== Set problem ==
Reproduce the material below with "truck cab" replaced by "lorry cab" and every other word left unchanged. Omit the pictures from your version.
** Start Extracted information **
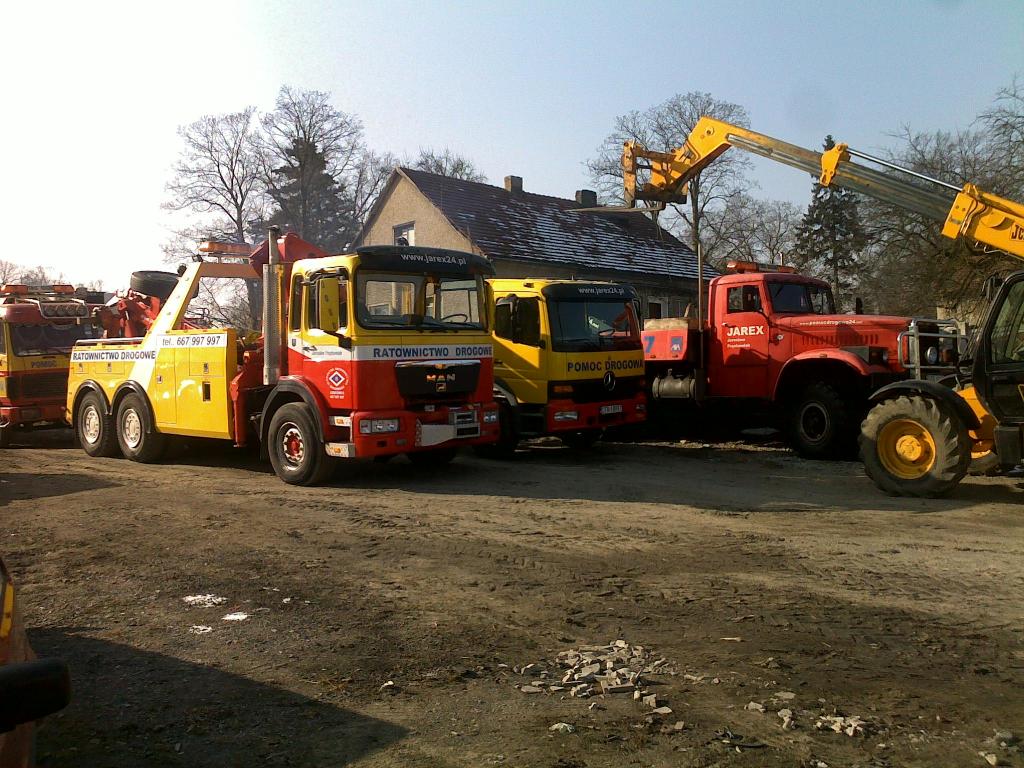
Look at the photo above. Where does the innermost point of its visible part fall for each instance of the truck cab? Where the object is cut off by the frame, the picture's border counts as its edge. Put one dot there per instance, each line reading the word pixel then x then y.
pixel 773 337
pixel 378 352
pixel 38 328
pixel 568 359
** End Extracted information **
== Task response ==
Look at the photo above. Where does the innermost point of its visible part fall for each instance of the lorry cab? Where the object is cut off by the frame, the picture's border counts as its edge. Put one dot there per instance, each line reading the word pixel then x then y.
pixel 773 337
pixel 378 352
pixel 38 328
pixel 568 359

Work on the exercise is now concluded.